TEXT PASSAGE -
Segment Open

Thanks to you, I no longer open a public
bathroom door without using a paper towel.


I can't use the remote in a hotel room
because I don't know what the last person was doing while flipping
through the channels.


I can't sit down on the hotel bedspread
because I can only imagine what has happened on it since it was last
washed.


I can't enjoy lemon slices in my tea or on
my seafood anymore because lemon peels have been found to contain all
kinds of nasty germs including feces.


I have trouble shaking hands with someone
who has been driving because the number one pastime while driving alone
is picking your nose.


Eating a Little Debbie sends me on a guilt
trip because I can only imagine how many gallons of Trans fats I have
consumed over the years.


I can't touch any woman's purse for fear she
has placed it on the floor of a public bathroom.


I must send my special thanks to whoever
sent me the one about p**p in the glue on envelopes because I now have
to use a wet sponge with every envelope that needs sealing.


Also, now I have to scrub the top of every
can I open for the same reason.


I no longer have any savings because I gave
it to a sick girl (Penny Brown) who is about to die in the hospital for
the 1,387,258th time.


I no longer have any money at all, but that
will change once I receive the $15,000 that Bill Gates/Microsoft and AOL
are sending me for participating in their special e-mail program ...


I no longer worry about my soul because I
have 363,214 angels looking out for me, and St.Theresa's novena will
grant my every wish.


I no longer eat KFC because their chickens
are actually horrible mutant freaks with no eyes or feathers.


I no longer use cancer-causing deodorants
even though I smell like a water buffalo on a hot day.



laffingone 150 Mile House, British Columbia Canada
Thanks to you, I have learned that my
prayers only get answered if I forward an e-mail to seven of my friends
and make a wish within five minutes.


Because of your concern I no longer drink
Coca Cola because it can remove toilet stains.


I no longer can buy gasoline without taking
someone along to watch the car so a serial killer won't crawl in my back
seat when I'm pumping gas.


I no longer use Saran wrap in the microwave
because it causes cancer.


And thanks for letting me know I can't boil
a cup of water in the microwave anymore because it will blow up in my
face...disfiguring me for life.

Segment Closed

EXERCISE REQUIREMENTS -
a - Retype the text about chain e-mail warnings, starting at "I no longer have any savings" and ending at "my every wish.".
b - According to the text about chain e-mail warnings, why does the writer no longer drink Coca Cola?
c - Write what comes next in the text about chain e-mail warnings, picking up after its final sentence.

EXTRACTED DATA -

Segment Open

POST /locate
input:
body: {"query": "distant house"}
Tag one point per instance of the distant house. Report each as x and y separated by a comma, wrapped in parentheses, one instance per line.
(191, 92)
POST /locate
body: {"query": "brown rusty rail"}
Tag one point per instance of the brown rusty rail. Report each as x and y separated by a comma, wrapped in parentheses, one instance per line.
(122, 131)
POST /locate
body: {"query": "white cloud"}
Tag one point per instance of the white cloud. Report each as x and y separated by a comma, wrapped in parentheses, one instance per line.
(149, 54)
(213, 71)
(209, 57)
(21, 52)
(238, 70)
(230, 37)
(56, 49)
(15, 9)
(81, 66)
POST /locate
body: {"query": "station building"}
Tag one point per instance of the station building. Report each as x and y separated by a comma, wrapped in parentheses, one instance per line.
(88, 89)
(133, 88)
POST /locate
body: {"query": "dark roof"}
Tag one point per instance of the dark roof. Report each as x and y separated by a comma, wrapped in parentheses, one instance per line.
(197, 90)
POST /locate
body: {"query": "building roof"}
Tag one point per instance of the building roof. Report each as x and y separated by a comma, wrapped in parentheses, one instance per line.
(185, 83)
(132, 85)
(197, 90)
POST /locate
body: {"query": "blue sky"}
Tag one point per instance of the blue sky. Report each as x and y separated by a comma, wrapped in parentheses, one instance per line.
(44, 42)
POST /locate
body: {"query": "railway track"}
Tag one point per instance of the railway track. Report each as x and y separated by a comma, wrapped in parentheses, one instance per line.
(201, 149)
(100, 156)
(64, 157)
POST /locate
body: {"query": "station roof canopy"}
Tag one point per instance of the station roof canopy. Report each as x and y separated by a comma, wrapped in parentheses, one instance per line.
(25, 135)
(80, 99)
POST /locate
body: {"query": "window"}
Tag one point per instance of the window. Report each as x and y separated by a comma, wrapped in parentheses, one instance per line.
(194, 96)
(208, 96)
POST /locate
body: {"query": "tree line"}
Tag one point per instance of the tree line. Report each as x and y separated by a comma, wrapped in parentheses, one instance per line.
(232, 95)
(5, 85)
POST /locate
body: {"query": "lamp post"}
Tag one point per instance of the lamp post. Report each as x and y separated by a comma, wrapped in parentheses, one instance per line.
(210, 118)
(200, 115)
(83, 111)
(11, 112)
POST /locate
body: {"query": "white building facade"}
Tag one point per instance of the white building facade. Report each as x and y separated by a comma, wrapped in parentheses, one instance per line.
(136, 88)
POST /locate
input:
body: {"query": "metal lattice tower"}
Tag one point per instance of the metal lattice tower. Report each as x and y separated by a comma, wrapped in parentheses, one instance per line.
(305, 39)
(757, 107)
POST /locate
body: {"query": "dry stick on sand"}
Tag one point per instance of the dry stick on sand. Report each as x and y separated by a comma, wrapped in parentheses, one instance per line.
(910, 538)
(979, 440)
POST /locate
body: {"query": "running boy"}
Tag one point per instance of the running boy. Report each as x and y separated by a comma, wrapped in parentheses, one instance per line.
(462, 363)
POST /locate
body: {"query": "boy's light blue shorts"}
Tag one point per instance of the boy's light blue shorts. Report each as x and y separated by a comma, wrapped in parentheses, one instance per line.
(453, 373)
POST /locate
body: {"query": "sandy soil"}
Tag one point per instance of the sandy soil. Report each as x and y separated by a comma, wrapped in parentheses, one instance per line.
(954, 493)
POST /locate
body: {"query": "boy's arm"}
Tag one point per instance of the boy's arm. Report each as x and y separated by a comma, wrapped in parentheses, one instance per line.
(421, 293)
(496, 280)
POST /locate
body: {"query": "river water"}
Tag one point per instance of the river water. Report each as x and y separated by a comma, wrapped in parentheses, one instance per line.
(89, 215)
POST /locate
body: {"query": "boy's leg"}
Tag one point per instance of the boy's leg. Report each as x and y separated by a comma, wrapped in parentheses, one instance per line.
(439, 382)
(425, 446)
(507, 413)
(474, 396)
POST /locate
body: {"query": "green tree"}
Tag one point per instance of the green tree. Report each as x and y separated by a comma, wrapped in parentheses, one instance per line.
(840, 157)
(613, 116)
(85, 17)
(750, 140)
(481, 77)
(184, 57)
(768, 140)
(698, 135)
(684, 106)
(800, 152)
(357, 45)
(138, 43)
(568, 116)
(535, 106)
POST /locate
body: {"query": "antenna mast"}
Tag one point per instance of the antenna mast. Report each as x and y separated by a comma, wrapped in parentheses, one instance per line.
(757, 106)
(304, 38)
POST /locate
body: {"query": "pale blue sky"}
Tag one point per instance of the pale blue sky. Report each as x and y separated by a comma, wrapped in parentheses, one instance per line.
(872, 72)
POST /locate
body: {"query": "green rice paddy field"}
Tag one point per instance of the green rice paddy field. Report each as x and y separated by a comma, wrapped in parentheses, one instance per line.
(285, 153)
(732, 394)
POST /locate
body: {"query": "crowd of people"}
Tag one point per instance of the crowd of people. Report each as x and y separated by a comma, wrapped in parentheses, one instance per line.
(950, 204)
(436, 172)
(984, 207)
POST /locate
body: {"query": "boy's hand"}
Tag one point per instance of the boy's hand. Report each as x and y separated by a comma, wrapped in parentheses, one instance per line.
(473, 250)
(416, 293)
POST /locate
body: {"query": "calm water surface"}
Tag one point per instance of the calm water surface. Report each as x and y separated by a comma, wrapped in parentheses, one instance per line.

Segment Closed

ANSWERS PER TASK -
a -
I no longer have any savings because I gave
it to a sick girl (Penny Brown) who is about to die in the hospital for
the 1,387,258th time.


I no longer have any money at all, but that
will change once I receive the $15,000 that Bill Gates/Microsoft and AOL
are sending me for participating in their special e-mail program ...


I no longer worry about my soul because I
have 363,214 angels looking out for me, and St.Theresa's novena will
grant my every wish.

b - Because it can remove toilet stains.

c -
I no longer check the coin return on pay
phones because I could be pricked with a needle infected with AIDS.


I no longer go to shopping malls because
someone will drug me with a perfume sample and rob me.


I no longer receive packages from UPS or
FedEx since they are actually Al Qaeda in disguise.


I no longer shop at Target since they are
French and don't support our American troops or the Salvation Army.


I no longer answer the phone because someone
will ask me to dial a number for which I will get a phone bill with
calls to Jamaica , Uganda , Singapore and Uzbekistan ..


I no longer buy expensive cookies from
Neiman-Marcus since I now have their recipe.


Thanks to you, I can't use anyone's toilet
but mine because a big brown African spider is lurking under the seat to
cause me instant death when it bites my ass.


And thanks to your great advice, I can't
ever pick up $5 dropped in the parking lot because it probably was
placed there by a rapist waiting underneath my car to grab my leg.


If you don't send this e-mail to at least
144,000 people in the next 70 minutes, a large ostrich with diarrhea
will land on your head at 5:00 PM this afternoon and the fleas from 12
camels will infest your back, causing you to grow a hairy hump. I know
this will occur because it actually happened to a friend of my next door
neighbor's ex-mother-in-law's second husband's cousin's beautician.


Have a wonderful day, anyway!



Loner1960 St. Alphonse, Manitoba Canada
laugh
Oh well Since I ignored all these warnings, I guess, I doomed to die eventually.
Since I going to die anyway, in the meantime, I will enjoy another beer.